● What you have to do: Extract every line in the records below that contains the string "street".

● Listed entries:
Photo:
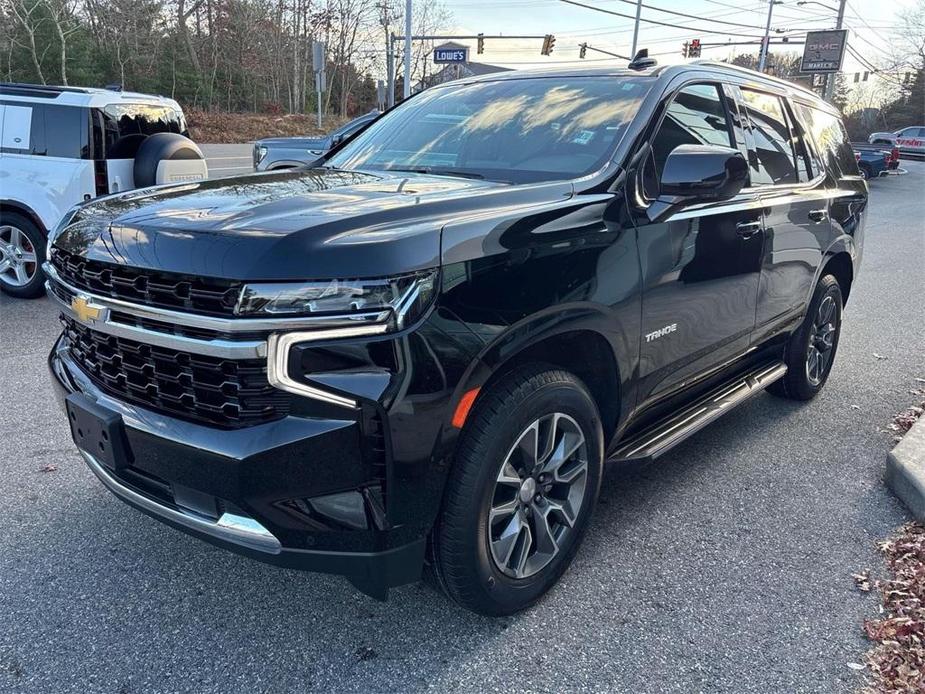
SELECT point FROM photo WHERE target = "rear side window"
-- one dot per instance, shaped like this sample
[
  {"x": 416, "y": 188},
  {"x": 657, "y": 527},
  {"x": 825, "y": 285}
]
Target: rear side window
[
  {"x": 831, "y": 139},
  {"x": 774, "y": 159},
  {"x": 696, "y": 116},
  {"x": 125, "y": 126}
]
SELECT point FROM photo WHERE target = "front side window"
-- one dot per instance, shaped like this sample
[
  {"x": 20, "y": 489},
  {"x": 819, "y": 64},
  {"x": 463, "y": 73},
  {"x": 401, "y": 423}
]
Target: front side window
[
  {"x": 774, "y": 159},
  {"x": 47, "y": 130},
  {"x": 696, "y": 116},
  {"x": 518, "y": 130}
]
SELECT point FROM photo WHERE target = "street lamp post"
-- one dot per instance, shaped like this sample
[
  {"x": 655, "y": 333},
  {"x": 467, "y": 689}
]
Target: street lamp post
[
  {"x": 636, "y": 26},
  {"x": 407, "y": 85},
  {"x": 766, "y": 42}
]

● Output of the task:
SELECT point FROM photo WHERE target = "street lamp post"
Target: street lamp post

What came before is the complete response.